ARTIKEL
In den ersten Tagen erhielt ich eine Ausbildung, um in Finnland ein militärisches Fahrzeug führen zu dürfen. Kurz um, ich fühlte mich wie damals, als ich den Führerschein machte. Dennoch empfand ich dies als sehr lehrreich, da der Verkehr um Helsinki etwas speziell ist und die Witterungsverhältnisse nur wenig mit denen meines Wohnortes in der Schweiz zu tun haben. Mit einem Mietauto mit Spikes ausgerüstet, fühlte ich mich aber schnell bereit auf die bevorstehenden Kilometer.
In Niinisalo erhielt ich spannende Einblicke in eine Infanterie Unterstützungskompanie, einer Artillerie Abteilung und in eine Logistik Kompanie. Das rund 60’000 km2 grosse Übungsgelände war beeindruckend und bietet allen mehr als genügend Platz für ihre Trainings. Mir wurde erst bewusst wie gross das Gelände ist, als wir mit dem Auto mehr als eine halbe Stunde unterwegs waren, um eine andere Kompanie zu besuchen.

DATENAUSZUG

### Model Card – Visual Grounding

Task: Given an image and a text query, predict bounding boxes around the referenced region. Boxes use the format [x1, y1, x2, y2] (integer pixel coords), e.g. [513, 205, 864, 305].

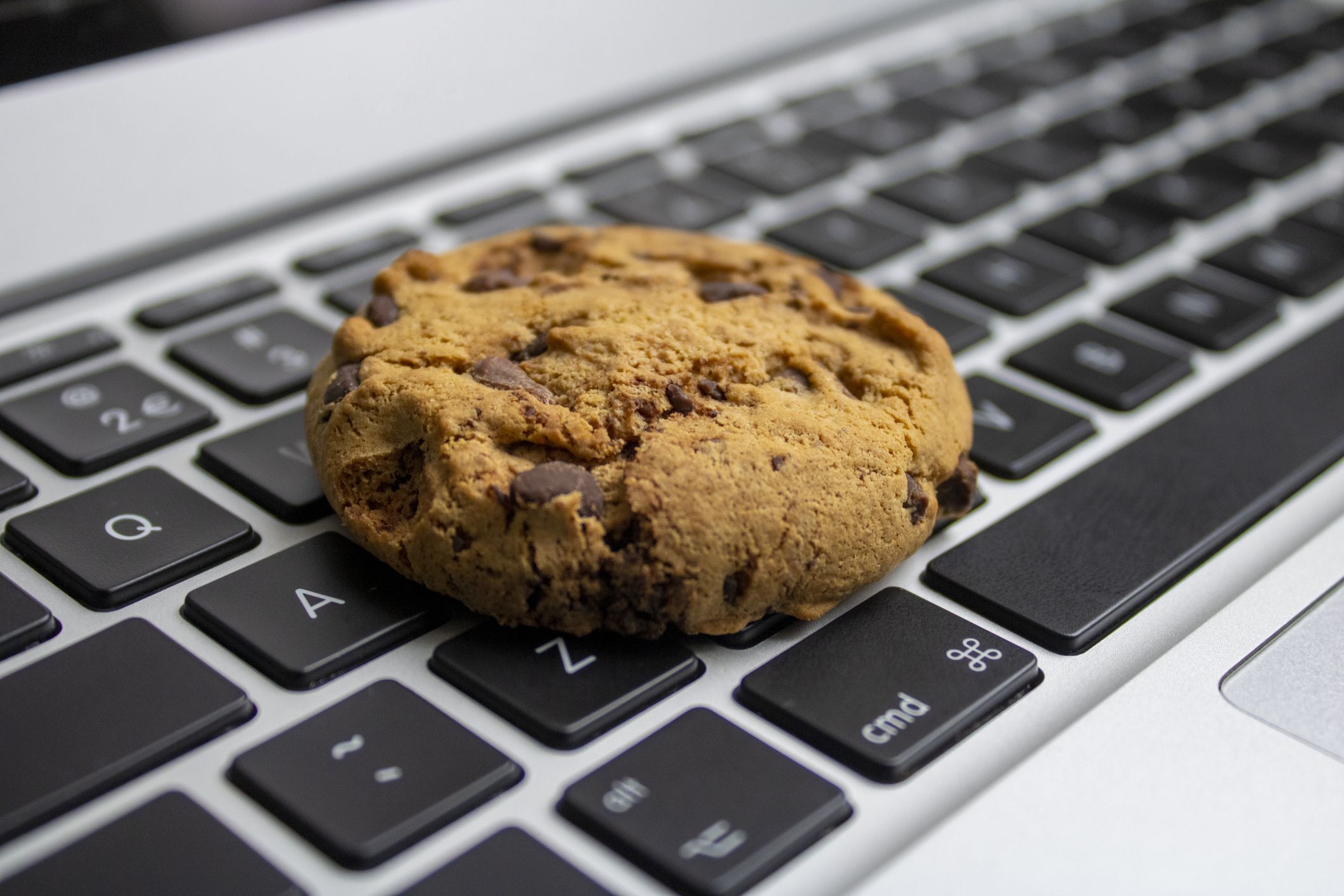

AUFGABE
Wie lange dauerte laut dem Artikel die Autofahrt über das Übungsgelände in Niinisalo, um eine andere Kompanie zu besuchen?

LÖSUNG ZUR AUFGABE
Mehr als eine halbe Stunde.